*Stated goal*
Write out the whole of the material exactly.

*Material for this task*
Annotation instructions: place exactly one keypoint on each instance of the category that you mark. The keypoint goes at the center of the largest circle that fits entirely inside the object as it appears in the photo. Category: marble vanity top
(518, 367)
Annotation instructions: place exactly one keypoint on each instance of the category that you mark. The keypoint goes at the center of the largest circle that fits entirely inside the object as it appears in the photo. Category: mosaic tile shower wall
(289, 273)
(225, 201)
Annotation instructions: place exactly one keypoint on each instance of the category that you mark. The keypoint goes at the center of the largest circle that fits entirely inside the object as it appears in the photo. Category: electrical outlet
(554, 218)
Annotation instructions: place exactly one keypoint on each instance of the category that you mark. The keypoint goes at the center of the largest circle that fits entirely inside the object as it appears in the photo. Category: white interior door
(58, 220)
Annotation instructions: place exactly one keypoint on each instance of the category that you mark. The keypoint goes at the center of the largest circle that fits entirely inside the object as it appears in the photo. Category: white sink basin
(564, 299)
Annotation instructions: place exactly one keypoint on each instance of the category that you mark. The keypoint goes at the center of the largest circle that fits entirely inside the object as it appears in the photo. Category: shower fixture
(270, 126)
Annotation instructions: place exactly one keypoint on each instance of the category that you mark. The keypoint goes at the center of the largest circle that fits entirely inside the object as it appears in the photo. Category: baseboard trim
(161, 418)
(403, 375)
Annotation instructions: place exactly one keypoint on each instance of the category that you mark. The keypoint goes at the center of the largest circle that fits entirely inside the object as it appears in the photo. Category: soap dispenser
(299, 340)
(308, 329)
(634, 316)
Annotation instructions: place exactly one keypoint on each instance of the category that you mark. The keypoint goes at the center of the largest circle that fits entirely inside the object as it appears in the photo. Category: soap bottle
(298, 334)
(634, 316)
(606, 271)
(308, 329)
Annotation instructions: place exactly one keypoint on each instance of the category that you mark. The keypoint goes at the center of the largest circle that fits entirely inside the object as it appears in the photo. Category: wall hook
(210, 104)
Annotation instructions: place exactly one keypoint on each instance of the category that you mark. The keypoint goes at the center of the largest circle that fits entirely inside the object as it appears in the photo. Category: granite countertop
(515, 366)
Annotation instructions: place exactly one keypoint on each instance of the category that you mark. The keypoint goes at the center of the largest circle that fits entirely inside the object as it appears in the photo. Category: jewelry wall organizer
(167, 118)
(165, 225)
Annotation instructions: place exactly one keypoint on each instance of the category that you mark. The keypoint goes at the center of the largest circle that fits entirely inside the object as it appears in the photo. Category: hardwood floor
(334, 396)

*Expected output*
Annotation instructions: place exactly one keypoint on each instance of the category that you mark. The keypoint goes at the center of the largest circle that fits entirely inside the object as it appears in the photo. Category: marble vanity top
(518, 367)
Annotation instructions: place exactly one keypoint on each instance of the category that you mark. The keypoint goes at the center of the largest circle that fits entirely inside the object as it appears in the photo. Category: mosaic tile shower wall
(289, 273)
(225, 201)
Annotation instructions: place exactly one keypoint on each instance of the category that you mark. The keypoint goes at the center of the largest circle that fits entirely inside the object as it appears in the photo. Category: electrical outlet
(554, 218)
Annotation instructions: place exactly one keypoint on each instance of the category that you mark. The keypoint goes at the center of the largest circle that fits entirely inside the object as it appears in the photo. Category: white interior door
(58, 220)
Annotation instructions: place exactly one keypoint on each instance of the category that you mark. The keypoint goes at the center of the largest circle that fits entirely inside the object as it appears in the photo. Category: white sink basin
(564, 299)
Annotation instructions: place exactly one keypoint on each instance of the category that you mark. The keypoint goes at the center of the largest circle that fits entirely inside the object as it appears in the photo. Category: shower fixture
(270, 126)
Annotation instructions: place exactly one keypoint on each instance of the category that you mark. The keypoint goes at the center of the largest circle that fits entirely inside the object as it appears in the photo. Category: baseboard trim
(161, 418)
(403, 375)
Annotation instructions: place exactly one keypoint on each instance of the category that you mark. The keypoint goes at the center of the largest circle that fits entirely inside the object as it appears in the photo. Category: soap dispenser
(299, 340)
(308, 329)
(634, 316)
Annotation instructions: place exactly one keypoint on each instance of the category that you mark. The keypoint goes at the center of the largest circle that fits entirely inside the object as it appears in the photo. Category: soap bottle
(298, 334)
(634, 316)
(606, 271)
(308, 329)
Annotation instructions: place exactly one keypoint on each instance of the category that you mark. The keypoint goes at the center of the largest circle that fits entirely inside the object as it appears in the photo. Category: wall hook
(210, 104)
Annotation instructions: place exactly one keypoint on each instance of the category that you mark. The keypoint goes at the center of the largest circle that fits entirely inside the object as it appears in the photo. Category: granite countertop
(515, 366)
Annotation instructions: place exactly one keypoint on each instance of the category that you mark. The keypoint goes at the center of the largest circle that fits entirely inside the object as it appears in the photo. Category: jewelry wall organizer
(167, 118)
(165, 225)
Annotation instructions: place exactly one keypoint on each instance of the category that you mark. The keypoint goes at the center of the largest circle that fits entirely inside the object as it appears in the photo. Category: hardwood floor
(334, 396)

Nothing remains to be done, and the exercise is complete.